## PROBLEM STATEMENT
Can you recast the listing below as a JSON list of strings, with one string per line and the blank lines left out?

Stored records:
---+---

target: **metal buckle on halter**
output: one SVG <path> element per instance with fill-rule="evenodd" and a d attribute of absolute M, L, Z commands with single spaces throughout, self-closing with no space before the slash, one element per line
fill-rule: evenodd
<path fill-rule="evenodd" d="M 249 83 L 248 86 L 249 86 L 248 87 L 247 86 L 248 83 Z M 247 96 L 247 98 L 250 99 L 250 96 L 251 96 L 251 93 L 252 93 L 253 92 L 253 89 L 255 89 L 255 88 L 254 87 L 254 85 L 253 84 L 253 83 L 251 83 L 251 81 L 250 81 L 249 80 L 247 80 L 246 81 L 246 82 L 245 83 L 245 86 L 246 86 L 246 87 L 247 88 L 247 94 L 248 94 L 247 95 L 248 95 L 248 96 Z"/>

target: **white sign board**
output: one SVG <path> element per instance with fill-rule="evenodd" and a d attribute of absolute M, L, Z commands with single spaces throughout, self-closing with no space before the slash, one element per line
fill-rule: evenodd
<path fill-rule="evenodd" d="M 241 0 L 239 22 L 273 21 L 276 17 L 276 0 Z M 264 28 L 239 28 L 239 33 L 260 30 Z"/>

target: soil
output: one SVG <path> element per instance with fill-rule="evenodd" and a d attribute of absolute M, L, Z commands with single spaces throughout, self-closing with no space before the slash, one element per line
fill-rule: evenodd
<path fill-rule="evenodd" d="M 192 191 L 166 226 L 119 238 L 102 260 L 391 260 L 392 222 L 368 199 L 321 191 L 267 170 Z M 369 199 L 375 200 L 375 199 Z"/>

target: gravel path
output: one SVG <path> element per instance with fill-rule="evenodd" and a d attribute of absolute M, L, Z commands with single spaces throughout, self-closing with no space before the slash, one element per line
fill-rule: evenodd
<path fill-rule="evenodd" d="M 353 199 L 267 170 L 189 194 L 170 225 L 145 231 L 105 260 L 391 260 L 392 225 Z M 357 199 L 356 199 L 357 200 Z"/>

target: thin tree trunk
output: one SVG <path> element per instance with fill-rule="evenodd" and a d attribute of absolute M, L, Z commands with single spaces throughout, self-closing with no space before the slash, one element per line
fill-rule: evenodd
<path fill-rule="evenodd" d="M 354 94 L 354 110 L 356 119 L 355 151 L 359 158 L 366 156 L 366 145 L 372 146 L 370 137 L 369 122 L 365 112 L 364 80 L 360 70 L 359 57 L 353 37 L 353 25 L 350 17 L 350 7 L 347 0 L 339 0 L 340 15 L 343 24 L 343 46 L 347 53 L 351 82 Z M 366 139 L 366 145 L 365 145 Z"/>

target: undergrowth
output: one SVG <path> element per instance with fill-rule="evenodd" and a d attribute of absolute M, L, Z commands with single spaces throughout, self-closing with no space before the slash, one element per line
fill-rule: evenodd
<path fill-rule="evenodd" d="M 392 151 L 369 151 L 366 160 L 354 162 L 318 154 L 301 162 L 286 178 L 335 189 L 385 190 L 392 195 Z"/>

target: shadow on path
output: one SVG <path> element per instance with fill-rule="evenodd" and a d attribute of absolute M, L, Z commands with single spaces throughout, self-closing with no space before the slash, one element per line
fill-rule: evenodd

---+---

## TASK OUTPUT
[
  "target: **metal buckle on halter**",
  "output: one SVG <path> element per instance with fill-rule=\"evenodd\" and a d attribute of absolute M, L, Z commands with single spaces throughout, self-closing with no space before the slash, one element per line",
  "fill-rule: evenodd",
  "<path fill-rule=\"evenodd\" d=\"M 249 83 L 248 86 L 249 86 L 248 87 L 247 86 L 248 83 Z M 247 96 L 247 98 L 250 99 L 250 96 L 251 96 L 251 93 L 252 93 L 253 92 L 253 89 L 255 89 L 255 88 L 254 87 L 254 85 L 253 84 L 253 83 L 251 83 L 251 81 L 250 81 L 249 80 L 247 80 L 246 81 L 246 82 L 245 83 L 245 86 L 246 86 L 246 87 L 247 88 L 247 94 L 248 94 L 247 95 L 248 95 L 248 96 Z\"/>",
  "target: **white sign board**",
  "output: one SVG <path> element per instance with fill-rule=\"evenodd\" and a d attribute of absolute M, L, Z commands with single spaces throughout, self-closing with no space before the slash, one element per line",
  "fill-rule: evenodd",
  "<path fill-rule=\"evenodd\" d=\"M 241 0 L 239 22 L 273 21 L 276 17 L 276 0 Z M 264 28 L 239 28 L 239 33 L 260 30 Z\"/>",
  "target: soil",
  "output: one SVG <path> element per instance with fill-rule=\"evenodd\" and a d attribute of absolute M, L, Z commands with single spaces throughout, self-closing with no space before the slash, one element per line",
  "fill-rule: evenodd",
  "<path fill-rule=\"evenodd\" d=\"M 192 191 L 166 226 L 119 238 L 102 260 L 391 260 L 392 222 L 368 199 L 321 191 L 267 170 Z M 369 199 L 375 200 L 375 199 Z\"/>",
  "target: gravel path",
  "output: one SVG <path> element per instance with fill-rule=\"evenodd\" and a d attribute of absolute M, L, Z commands with single spaces throughout, self-closing with no space before the slash, one element per line",
  "fill-rule: evenodd",
  "<path fill-rule=\"evenodd\" d=\"M 353 199 L 267 170 L 189 194 L 170 225 L 145 231 L 105 260 L 391 260 L 392 225 Z M 357 199 L 356 199 L 357 200 Z\"/>",
  "target: thin tree trunk",
  "output: one SVG <path> element per instance with fill-rule=\"evenodd\" and a d attribute of absolute M, L, Z commands with single spaces throughout, self-closing with no space before the slash, one element per line",
  "fill-rule: evenodd",
  "<path fill-rule=\"evenodd\" d=\"M 354 94 L 354 110 L 356 119 L 355 151 L 359 158 L 366 156 L 366 145 L 372 146 L 370 137 L 369 122 L 365 112 L 364 80 L 360 70 L 359 57 L 353 37 L 353 25 L 350 17 L 350 7 L 347 0 L 339 0 L 340 15 L 343 24 L 343 46 L 347 53 L 351 82 Z M 366 139 L 366 145 L 365 145 Z\"/>",
  "target: undergrowth",
  "output: one SVG <path> element per instance with fill-rule=\"evenodd\" and a d attribute of absolute M, L, Z commands with single spaces throughout, self-closing with no space before the slash, one element per line",
  "fill-rule: evenodd",
  "<path fill-rule=\"evenodd\" d=\"M 392 151 L 369 151 L 366 160 L 354 162 L 318 154 L 301 162 L 286 178 L 335 189 L 385 190 L 392 195 Z\"/>",
  "target: shadow on path",
  "output: one SVG <path> element per instance with fill-rule=\"evenodd\" and a d attribute of absolute M, L, Z commands with single spaces throughout, self-closing with no space before the slash, one element per line",
  "fill-rule: evenodd"
]